■ WRITTEN TASK 1
Output the passage from the introduction on mature-age students word for word, beginning at the words "Introduction" and stopping after "and personal development.".
■ WRITTEN TASK 2
In the introduction on mature-age students, how old are typical university students?

Introduction
An adult acquiring higher education is exceptionally challenging because typical university students are in their early twenties. There are various reasons individuals ceased to attend schooling and become mature-age learners in later life. Because higher education is an expensive human capital investment, many could not afford to enter university right away. However, one of the motivations in going back to post-secondary learning is the high education qualification in the highly competitive labour market, offering a higher salary or income. To earn a professional degree, students surpass the age boundary to have a greater chance for employment or a high-paying occupation, laterally with their professional and personal development.

This paper explores the motivations and challenges among mature-age students’ engagement in university education. This topic, as my research focus, is an interesting sociological subject. It is a thought-provoking topic because they are still motivated to pursue and explore a new career despite mature students’ social position and roles. They might be parents, grandparents, and long-time workers, among others. Alongside their family or work obligations, they still have an earnest desire to acquire knowledge.

■ DATASET
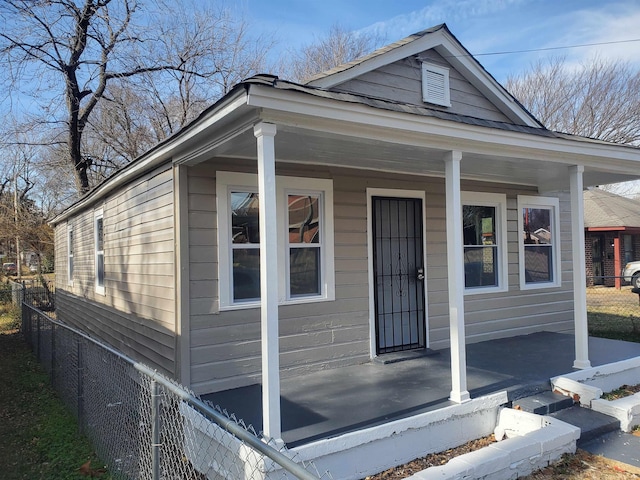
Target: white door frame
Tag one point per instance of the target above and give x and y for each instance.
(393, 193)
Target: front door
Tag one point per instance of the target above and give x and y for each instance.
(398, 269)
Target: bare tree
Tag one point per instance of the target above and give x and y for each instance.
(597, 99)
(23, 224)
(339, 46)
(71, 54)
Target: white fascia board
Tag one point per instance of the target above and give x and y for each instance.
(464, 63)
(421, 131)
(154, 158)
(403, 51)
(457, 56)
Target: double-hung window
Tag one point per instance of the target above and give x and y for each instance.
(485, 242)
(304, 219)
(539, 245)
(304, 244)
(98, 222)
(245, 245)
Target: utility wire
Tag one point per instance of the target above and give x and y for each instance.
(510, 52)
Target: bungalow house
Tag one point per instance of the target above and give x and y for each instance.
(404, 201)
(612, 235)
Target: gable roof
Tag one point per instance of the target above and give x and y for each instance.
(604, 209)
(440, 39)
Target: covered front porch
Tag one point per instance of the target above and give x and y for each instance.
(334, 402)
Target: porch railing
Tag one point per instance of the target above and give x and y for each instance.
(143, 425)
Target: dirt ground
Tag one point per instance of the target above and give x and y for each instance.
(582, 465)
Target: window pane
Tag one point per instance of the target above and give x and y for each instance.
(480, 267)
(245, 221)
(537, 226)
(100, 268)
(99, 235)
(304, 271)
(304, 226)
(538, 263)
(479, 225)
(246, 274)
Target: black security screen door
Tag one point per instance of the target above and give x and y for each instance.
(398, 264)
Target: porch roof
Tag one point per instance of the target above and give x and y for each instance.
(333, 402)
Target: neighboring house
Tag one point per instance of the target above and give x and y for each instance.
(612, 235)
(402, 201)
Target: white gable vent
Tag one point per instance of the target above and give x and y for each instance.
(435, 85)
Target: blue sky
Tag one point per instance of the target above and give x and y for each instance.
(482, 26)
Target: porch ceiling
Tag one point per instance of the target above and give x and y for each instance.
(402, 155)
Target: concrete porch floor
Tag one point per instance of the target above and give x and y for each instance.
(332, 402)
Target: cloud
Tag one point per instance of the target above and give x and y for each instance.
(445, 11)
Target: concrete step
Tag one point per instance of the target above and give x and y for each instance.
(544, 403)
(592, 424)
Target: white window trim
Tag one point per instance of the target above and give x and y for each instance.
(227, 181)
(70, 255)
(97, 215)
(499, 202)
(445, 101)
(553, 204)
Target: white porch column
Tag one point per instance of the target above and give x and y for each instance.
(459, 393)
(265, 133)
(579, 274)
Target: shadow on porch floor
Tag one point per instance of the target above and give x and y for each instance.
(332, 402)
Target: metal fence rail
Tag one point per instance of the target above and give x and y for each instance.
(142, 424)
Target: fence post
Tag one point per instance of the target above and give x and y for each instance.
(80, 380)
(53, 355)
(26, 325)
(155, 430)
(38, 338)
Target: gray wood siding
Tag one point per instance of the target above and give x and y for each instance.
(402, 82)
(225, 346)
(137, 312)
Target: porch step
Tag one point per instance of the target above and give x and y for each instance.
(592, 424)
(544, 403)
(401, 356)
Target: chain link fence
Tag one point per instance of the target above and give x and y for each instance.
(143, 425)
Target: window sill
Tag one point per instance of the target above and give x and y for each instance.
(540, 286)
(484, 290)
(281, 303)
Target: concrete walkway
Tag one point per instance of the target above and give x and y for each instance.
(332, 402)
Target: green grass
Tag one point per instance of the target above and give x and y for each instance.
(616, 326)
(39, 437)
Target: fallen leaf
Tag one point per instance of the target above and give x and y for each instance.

■ RIGHT ANSWER 1
Introduction
An adult acquiring higher education is exceptionally challenging because typical university students are in their early twenties. There are various reasons individuals ceased to attend schooling and become mature-age learners in later life. Because higher education is an expensive human capital investment, many could not afford to enter university right away. However, one of the motivations in going back to post-secondary learning is the high education qualification in the highly competitive labour market, offering a higher salary or income. To earn a professional degree, students surpass the age boundary to have a greater chance for employment or a high-paying occupation, laterally with their professional and personal development.

■ RIGHT ANSWER 2
They are in their early twenties.